*TASK GOAL:*
Please state what German companies prefer to do instead of issuing bonds, according to the banking discussion.
=== PROVIDED TEXT ===
When you're looking for a national champion fintech company, a 150-year-old stodgy bank doesn't quite fit the bill


In the Netherlands stodgy banks are responsible for 80% plastic card use, SEPA instant money transfers and internet banking.


I think you should probably poll some current and former DB employees on this one.


The commercial side of DB is rock solid. They are considered a powerhouse corporate lender, deeply embedded within the German economy. On the whole (compared to other highly advanced economies), Germany companies prefer to borrow money from corporate banks directly, instead of issue bonds. (The aversion to capital markets in Germany is bizarre to me.) And corporate borrowers prefer a national champion, rather than a foreign competitor. (Massive lending [infra, etc.] that requires syndicates of commercial banks are another story.)
=== AVAILABLE DATA ===
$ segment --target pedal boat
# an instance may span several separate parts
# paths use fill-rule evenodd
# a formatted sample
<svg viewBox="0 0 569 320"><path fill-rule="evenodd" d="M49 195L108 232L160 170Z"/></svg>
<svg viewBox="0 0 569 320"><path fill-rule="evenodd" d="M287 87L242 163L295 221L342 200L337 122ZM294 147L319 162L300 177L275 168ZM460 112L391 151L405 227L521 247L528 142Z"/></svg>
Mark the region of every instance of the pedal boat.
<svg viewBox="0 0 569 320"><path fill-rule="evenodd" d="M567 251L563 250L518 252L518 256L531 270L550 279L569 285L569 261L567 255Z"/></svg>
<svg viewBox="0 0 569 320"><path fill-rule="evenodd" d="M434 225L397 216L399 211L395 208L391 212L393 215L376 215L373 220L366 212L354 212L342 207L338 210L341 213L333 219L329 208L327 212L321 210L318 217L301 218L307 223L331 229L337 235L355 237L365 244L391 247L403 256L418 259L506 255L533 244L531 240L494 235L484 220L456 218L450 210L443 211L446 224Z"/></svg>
===
*SOLUTION FOR THIS EXERCISE:*
They prefer to borrow money directly from corporate banks.